- _GIVEN REQUEST_
Give every line of the records below as a numbered list, with any blank lines left out.

┌──

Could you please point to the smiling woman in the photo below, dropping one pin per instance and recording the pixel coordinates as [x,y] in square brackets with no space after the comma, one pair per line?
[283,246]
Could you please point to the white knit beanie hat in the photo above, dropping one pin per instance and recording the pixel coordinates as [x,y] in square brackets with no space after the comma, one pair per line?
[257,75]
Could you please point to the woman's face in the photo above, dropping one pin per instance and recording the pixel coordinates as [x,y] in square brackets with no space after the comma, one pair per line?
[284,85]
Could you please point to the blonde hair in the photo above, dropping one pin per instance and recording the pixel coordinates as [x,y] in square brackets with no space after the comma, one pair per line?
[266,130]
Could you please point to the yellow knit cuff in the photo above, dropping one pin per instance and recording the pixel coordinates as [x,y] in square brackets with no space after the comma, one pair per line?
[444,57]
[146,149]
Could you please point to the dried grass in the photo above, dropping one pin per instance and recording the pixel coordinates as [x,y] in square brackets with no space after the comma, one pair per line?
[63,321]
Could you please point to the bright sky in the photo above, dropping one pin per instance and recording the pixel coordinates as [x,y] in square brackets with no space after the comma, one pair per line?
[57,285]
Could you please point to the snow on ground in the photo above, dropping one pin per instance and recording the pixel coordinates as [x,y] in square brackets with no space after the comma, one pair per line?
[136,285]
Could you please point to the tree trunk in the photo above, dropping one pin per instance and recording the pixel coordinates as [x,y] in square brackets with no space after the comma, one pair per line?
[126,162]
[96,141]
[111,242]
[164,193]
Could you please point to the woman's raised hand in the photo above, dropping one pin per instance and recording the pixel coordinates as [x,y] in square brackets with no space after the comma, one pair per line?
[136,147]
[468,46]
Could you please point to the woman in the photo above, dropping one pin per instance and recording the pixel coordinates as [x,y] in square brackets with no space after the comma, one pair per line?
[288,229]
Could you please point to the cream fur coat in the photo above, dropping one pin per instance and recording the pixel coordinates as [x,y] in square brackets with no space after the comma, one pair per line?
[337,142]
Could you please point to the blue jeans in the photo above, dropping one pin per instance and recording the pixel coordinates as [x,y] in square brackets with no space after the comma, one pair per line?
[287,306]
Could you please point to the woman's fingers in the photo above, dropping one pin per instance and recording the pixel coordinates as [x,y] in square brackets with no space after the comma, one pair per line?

└──

- _SOLUTION_
1. Could you please point to the smiling woman in the photo below, dropping one pin per instance and recording the pixel coordinates as [x,y] in square brackets with no space after the comma, one pair per line?
2. [283,246]
3. Could you please point to the white knit beanie hat in the photo above, dropping one pin per instance and recording the pixel coordinates as [x,y] in square brackets with no space after the comma, one pair per line?
4. [257,75]
5. Could you please point to the woman's face in the photo above, dropping one pin per instance and recording the pixel coordinates as [x,y] in square brackets with no space after the comma, one pair per line?
6. [284,85]
7. Could you please point to the blonde hair in the photo above, dropping one pin per instance and recording the pixel coordinates as [x,y] in square brackets with no space after the comma, one pair per line?
8. [266,130]
9. Could you please point to the yellow knit cuff in the photo above, dropping one pin per instance and recording the pixel coordinates as [x,y] in square brackets with no space after the comma, one pair per line?
10. [444,57]
11. [146,149]
12. Could you please point to the dried grass in the photo above, dropping one pin per instance and recording the pixel coordinates as [x,y] in square brackets with no space after the comma, one pair per line?
13. [63,321]
14. Could you please point to the bright sky in the photo above, dropping one pin per instance and recording the pixel coordinates as [x,y] in square brackets with no space after the comma, one pair per line?
15. [57,285]
16. Could you please point to the snow on ground in the photo above, dropping one pin per instance and recording the pixel coordinates as [x,y] in square brackets with no space after the comma, one pair per line?
17. [136,285]
18. Could you please point to the tree trunk in the photo above, dropping one pin per instance and recording the pixel coordinates as [x,y] in square brackets with no space after the comma, one pair per line?
19. [126,162]
20. [96,141]
21. [111,242]
22. [164,193]
23. Could you please point to the woman's raised hand in the photo above, dropping one pin per instance and recording the pixel coordinates as [x,y] in square brackets with no space after the comma, one pair per line?
24. [136,147]
25. [468,46]
26. Could you please point to the woman in the photo above, dropping one pin per instance and recording the pixel coordinates as [x,y] in square brackets with no space after the comma, one pair per line?
27. [288,229]
28. Could you please point to the cream fur coat in the photo above, dropping one pin per instance and recording the pixel coordinates as [x,y] in square brackets with no space after the comma, one pair per line?
29. [337,142]
30. Could you please point to the blue jeans in the photo above, dropping one pin per instance and recording the pixel coordinates as [x,y] in square brackets with no space after the comma, one pair per line?
31. [287,306]
32. Could you please point to the woman's fingers in the photo above, dropping one pin per instance and recording the pixel coordinates as [x,y] in square brackets with no space after the comma, one pair per line?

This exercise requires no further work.